Düsterer sieht es da hingegen schon wieder in Mittelerde aus. Auch dort wird weiter neuer Stoff für neue Adaptionen entwickelt. In wenigen Monaten startet die zweite Staffeln zu den Ringen der Macht. Ein erster längerer Teaser zeigt nur wenig Weiterentwicklung und erschuf viel mehr Internet-Memes über Perücken und elbischen Plastikohren. Vor wenigen Wochen wurde die Rückkehr von Peter Jackson und seinem Team angekündigt, die mit Andy Serkis auf dem Regiestuhl für 2026 einen neuen Spielfilm planen, der die Jagd auf die Kreatur Gollum behandeln soll. Warner und Tolkien Estate wollten schon lange einen Film über Aragorn haben, hier können die Verantwortlichen gleich mehrere Fliegen mit einer Klappe schlagen, indem sie in diesem Film mit Aragorn, Gollum und Gandalf gleich drei extrem populäre Charaktere aus dem Franchise unterbringen können. Bereits 2009 erfreute sich ein Non-Profit-Film von Fans, die sich dieser kleinen, verlorenen Geschichte widmeten, großer Beliebtheit. Warner hat nach all diesen Jahren die Verfügbarkeit dieses Fan-Films nun einschränken lassen. Die Jagd nach Gollum taugt sicherlich als kurzer Fan-Film, der nicht ganz eine Stunde Laufzeit für sich beansprucht. Es ist selbst im Herrn der Ringe (Bücher) als auch in den Anhängen (Buch) eine Geschichte, die nicht mehr als eine Randbemerkung von Aragorn wert ist. Die Geschichte bietet keinerlei Spielraum für irgendwelche Weiterentwicklungen des Mittelerde-Kosmos. Noch vor Filmbeginn kennt man das Schicksal aller drei Charaktere. Sollte es hier also nicht die ganz große Überraschung geben, haben die Verantwortlichen erneut den Sprung verpasst, das Universum von Tolkien sinnvoll zu erweitern.
Eine Plage namens Prequels. Etwas melodramatisch von mir nun ausgedrückt, wenn ich ehrlich bin! Aber ich bin nun mal sehr ehrlich und ende diesen Einwurf trotzdem versöhnlich, dass Prequels sowie Spin-Offs ihre Daseinsberechtigung haben, wenn man diese sinnvoll angeht. Wie man an House of the Dragon oder auch der High Republic sieht, kostet es einiges an Aufwand, ein etabliertes Franchise auf neue Gewässer zu führen. Ein Übergang darf nicht zu radikal stattfinden und muss behutsam vorgenommen werden. Auch ohne etablierte Charaktere müssen die Zuschauer sich am Ende heimisch fühlen. Wenn das gelingt, dann kann man auch skeptische Zuschauer wie mich wieder für sich gewinnen. Im altbekannten Trott zu verweilen, weil die Verantwortlichen dahinter sich nicht trauen, von bekannten Charakteren Abschied zu nehmen, bewirkt gegenteiliges. Die Geschichten und Schiskale vieler dieser Charaktere sind unlängst erzählt und besiegelt, stattdessen versäumt man es, aus diesen faszinierenden Universen Geschichten zu präsentieren, die es wert sind, erzählt zu werden. Für Lasagne ist es nun etwas spät (oder früh), aber ich denke, dies war ein ganz brauchbares Schlusswort.

### VORLIEGENDE EINTRÄGE
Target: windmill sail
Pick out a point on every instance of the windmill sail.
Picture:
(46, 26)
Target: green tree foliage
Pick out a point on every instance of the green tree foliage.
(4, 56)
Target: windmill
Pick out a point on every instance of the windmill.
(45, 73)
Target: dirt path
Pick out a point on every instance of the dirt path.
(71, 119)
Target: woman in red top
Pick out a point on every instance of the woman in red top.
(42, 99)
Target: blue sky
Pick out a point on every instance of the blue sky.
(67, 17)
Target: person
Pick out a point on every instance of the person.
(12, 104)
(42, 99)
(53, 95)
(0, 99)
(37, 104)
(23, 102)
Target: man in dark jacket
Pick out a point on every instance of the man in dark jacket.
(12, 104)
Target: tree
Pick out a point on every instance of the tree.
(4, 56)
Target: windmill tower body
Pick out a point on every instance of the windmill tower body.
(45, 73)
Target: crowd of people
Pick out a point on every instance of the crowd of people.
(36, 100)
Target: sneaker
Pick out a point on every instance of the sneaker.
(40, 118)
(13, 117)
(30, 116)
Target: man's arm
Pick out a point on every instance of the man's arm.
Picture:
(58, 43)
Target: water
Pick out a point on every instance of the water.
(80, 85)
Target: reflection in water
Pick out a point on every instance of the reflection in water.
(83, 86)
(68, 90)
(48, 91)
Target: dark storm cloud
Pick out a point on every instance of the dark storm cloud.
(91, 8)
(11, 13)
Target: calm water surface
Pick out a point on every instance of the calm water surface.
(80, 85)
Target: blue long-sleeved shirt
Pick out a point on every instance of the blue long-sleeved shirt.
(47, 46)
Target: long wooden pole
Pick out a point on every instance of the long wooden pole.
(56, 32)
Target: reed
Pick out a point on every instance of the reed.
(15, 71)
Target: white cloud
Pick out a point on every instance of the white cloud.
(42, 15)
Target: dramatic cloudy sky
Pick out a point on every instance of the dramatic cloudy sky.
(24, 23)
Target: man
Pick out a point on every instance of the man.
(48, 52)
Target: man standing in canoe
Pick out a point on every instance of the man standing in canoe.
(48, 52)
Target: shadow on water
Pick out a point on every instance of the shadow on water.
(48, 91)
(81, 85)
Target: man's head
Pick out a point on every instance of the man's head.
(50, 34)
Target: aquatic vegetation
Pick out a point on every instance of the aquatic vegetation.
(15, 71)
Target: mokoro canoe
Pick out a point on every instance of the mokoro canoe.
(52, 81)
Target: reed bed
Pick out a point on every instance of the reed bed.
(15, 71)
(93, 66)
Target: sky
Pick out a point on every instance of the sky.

### DIE AUFGABE
Nenne anhand des Textauszugs über Prequels die Person, die bei dem geplanten Spielfilm über die Jagd auf Gollum Regie führen soll.

### LÖSUNG
Andy Serkis.